Image point annotation entries

↓↓↓

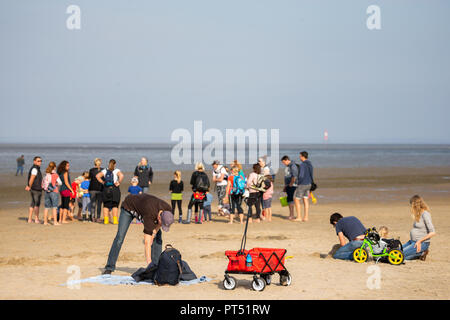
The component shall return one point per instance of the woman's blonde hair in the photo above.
(177, 175)
(418, 206)
(50, 167)
(384, 231)
(236, 163)
(199, 166)
(112, 164)
(97, 161)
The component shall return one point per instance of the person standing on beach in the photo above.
(176, 187)
(50, 184)
(421, 233)
(350, 228)
(95, 191)
(305, 179)
(20, 164)
(35, 187)
(200, 185)
(155, 214)
(65, 191)
(255, 195)
(144, 173)
(264, 166)
(290, 186)
(220, 177)
(111, 178)
(235, 191)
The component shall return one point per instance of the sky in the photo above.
(136, 71)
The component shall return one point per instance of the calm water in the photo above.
(128, 155)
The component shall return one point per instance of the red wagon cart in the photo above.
(264, 263)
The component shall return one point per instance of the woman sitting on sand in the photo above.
(65, 191)
(422, 231)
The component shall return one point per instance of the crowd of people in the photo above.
(100, 187)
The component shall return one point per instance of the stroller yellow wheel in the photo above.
(396, 257)
(360, 255)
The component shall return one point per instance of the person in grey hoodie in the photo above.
(305, 180)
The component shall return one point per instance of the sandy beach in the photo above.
(34, 259)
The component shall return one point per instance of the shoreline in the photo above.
(34, 259)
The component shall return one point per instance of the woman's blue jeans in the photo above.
(411, 253)
(125, 219)
(346, 252)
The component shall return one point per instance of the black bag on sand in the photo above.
(145, 274)
(187, 274)
(169, 267)
(169, 272)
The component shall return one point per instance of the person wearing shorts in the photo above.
(34, 185)
(111, 191)
(290, 185)
(50, 184)
(305, 179)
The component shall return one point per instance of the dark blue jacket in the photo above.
(305, 175)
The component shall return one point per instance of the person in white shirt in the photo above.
(111, 178)
(220, 176)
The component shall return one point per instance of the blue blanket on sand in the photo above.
(128, 280)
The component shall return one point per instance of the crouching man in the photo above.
(156, 215)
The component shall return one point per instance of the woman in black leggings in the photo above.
(176, 189)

↑↑↑

• [Set exercise] Convert all of the rows above into a JSON list of strings, with one string for each line and no strings for blank lines. Leave the pictures out of the list.

• [Expected answer]
[
  "The component shall return one point per instance of the woman's blonde hair in the photo above.",
  "(177, 175)",
  "(418, 206)",
  "(50, 167)",
  "(384, 231)",
  "(236, 163)",
  "(199, 166)",
  "(112, 164)",
  "(97, 161)",
  "The component shall return one point per instance of the person standing on beach in the photo above.",
  "(176, 187)",
  "(50, 184)",
  "(421, 233)",
  "(350, 228)",
  "(95, 191)",
  "(305, 179)",
  "(20, 164)",
  "(35, 187)",
  "(200, 185)",
  "(155, 214)",
  "(65, 191)",
  "(255, 195)",
  "(144, 173)",
  "(264, 166)",
  "(290, 186)",
  "(220, 177)",
  "(111, 178)",
  "(235, 191)",
  "The component shall return one point per instance of the sky in the photo above.",
  "(136, 71)",
  "The component shall return one point per instance of the calm water in the photo above.",
  "(128, 155)",
  "The component shall return one point per instance of the red wagon cart in the photo above.",
  "(264, 263)",
  "The component shall return one point per instance of the woman sitting on sand in the photo above.",
  "(65, 191)",
  "(422, 231)",
  "The component shall return one point per instance of the crowd of people in the photo above.",
  "(100, 187)",
  "The component shall return one point per instance of the stroller yellow wheel in the photo above.",
  "(396, 257)",
  "(360, 255)",
  "The component shall return one point per instance of the person in grey hoodie in the photo above.",
  "(305, 180)",
  "The component shall return one point per instance of the sandy beach in the photo above.",
  "(34, 259)",
  "The component shall return one point per instance of the shoreline in the photo above.",
  "(34, 259)",
  "The component shall return one point per instance of the woman's blue jeans in the photo above.",
  "(411, 253)",
  "(125, 219)",
  "(346, 252)",
  "The component shall return one point per instance of the black bag on sand in the photo above.",
  "(145, 274)",
  "(187, 274)",
  "(169, 267)",
  "(169, 272)",
  "The component shall return one point per instance of the person wearing shorts in the photo above.",
  "(34, 185)",
  "(111, 191)",
  "(290, 185)",
  "(50, 184)",
  "(305, 179)",
  "The component shall return one point per instance of the dark blue jacket in the photo above.",
  "(305, 175)",
  "The component shall return one point per instance of the person in white shirt in the photo above.",
  "(111, 178)",
  "(220, 176)",
  "The component shall return one point per instance of the blue blanket on sand in the photo above.",
  "(128, 280)",
  "The component shall return one point per instance of the crouching man in the photo above.",
  "(156, 215)",
  "The component shall return one point per instance of the woman in black leggings in the photo above.",
  "(176, 189)"
]